§ **What is being asked**: Skip the pictures. Output only the lines below starting at the line with "Phrase: parted hair" and ending at the line with "Phrase: white background", both ends included, exactly as they are.

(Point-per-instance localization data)
□ □ □ □ □

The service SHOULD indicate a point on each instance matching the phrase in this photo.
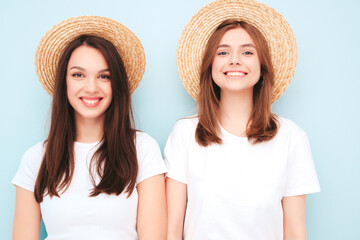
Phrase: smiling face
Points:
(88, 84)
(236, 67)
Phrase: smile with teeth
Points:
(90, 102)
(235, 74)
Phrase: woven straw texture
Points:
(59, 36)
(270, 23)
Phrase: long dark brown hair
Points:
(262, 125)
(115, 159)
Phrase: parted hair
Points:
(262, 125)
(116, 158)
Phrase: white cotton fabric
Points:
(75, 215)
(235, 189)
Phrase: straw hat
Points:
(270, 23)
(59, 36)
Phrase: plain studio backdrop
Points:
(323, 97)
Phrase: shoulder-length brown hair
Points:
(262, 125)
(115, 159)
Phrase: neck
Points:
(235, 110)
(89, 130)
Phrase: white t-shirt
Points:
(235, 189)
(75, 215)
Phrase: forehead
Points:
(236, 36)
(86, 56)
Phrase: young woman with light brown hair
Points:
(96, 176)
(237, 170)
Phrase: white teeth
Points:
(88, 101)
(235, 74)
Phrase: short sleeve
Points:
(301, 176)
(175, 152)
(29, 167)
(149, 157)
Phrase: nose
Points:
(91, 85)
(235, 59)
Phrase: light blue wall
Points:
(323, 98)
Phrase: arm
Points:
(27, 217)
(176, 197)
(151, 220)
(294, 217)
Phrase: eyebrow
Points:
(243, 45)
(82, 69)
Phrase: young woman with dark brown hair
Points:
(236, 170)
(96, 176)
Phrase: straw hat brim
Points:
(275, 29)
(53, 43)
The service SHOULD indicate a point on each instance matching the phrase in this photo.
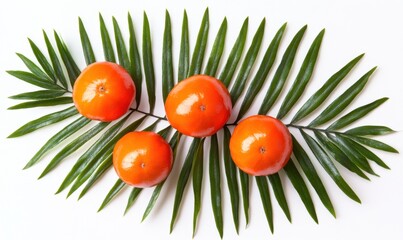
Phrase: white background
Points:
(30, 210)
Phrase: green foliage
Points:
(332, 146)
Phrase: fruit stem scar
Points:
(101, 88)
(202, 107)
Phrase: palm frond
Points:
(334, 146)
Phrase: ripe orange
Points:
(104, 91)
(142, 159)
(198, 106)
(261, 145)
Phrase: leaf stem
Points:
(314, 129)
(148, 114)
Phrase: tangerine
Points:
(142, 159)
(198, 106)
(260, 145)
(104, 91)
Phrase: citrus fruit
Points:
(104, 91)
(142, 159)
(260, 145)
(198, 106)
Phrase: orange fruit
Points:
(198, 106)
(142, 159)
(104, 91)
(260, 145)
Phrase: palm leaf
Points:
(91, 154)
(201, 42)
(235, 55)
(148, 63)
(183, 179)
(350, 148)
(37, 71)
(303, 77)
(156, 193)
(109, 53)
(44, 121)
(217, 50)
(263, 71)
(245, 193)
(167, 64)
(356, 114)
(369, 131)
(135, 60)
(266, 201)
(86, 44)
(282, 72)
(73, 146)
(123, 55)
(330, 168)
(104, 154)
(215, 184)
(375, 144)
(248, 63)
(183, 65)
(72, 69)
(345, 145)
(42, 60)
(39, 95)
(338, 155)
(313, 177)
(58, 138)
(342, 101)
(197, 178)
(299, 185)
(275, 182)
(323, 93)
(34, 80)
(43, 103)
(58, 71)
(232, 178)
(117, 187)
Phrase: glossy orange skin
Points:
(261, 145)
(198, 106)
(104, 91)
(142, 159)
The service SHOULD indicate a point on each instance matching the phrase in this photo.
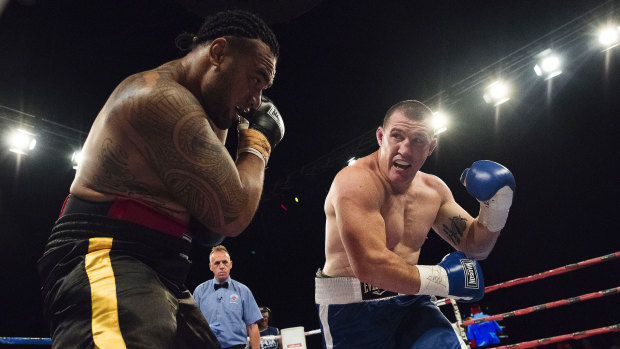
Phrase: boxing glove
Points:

□ □ □ □ □

§ **Solution**:
Phrase: parted hair
Points:
(262, 125)
(116, 158)
Phrase: white cotton fabric
Points:
(75, 215)
(235, 189)
Phrase: straw hat
Points:
(270, 23)
(59, 36)
Phrase: plain studio backdrop
Points:
(323, 97)
Phrase: shoulder-length brown hair
Points:
(262, 125)
(115, 159)
Phrase: neck
Points:
(235, 110)
(89, 130)
Phrase: white t-shirt
Points:
(235, 189)
(75, 215)
Phrase: forehead
Points:
(236, 36)
(86, 56)
Phrase: young woman with light brown hair
Points:
(96, 176)
(237, 170)
Phrase: white teeth
Points:
(88, 101)
(235, 74)
Phrase: short sleeve
Points:
(301, 176)
(175, 152)
(29, 167)
(149, 157)
Phrase: nose
Points:
(91, 85)
(235, 59)
Phrase: light blue wall
Points:
(323, 98)
Phrase: arm
Points:
(27, 217)
(176, 197)
(151, 220)
(294, 217)
Phrase: eyebrow
Points:
(243, 45)
(82, 69)
Phrase: young woman with dark brown hair
Points:
(236, 170)
(96, 176)
Phrase: straw hat brim
Points:
(275, 29)
(53, 43)
The service SHOULD indicate a point on each instance matching the phrase in this photo.
Phrase: white background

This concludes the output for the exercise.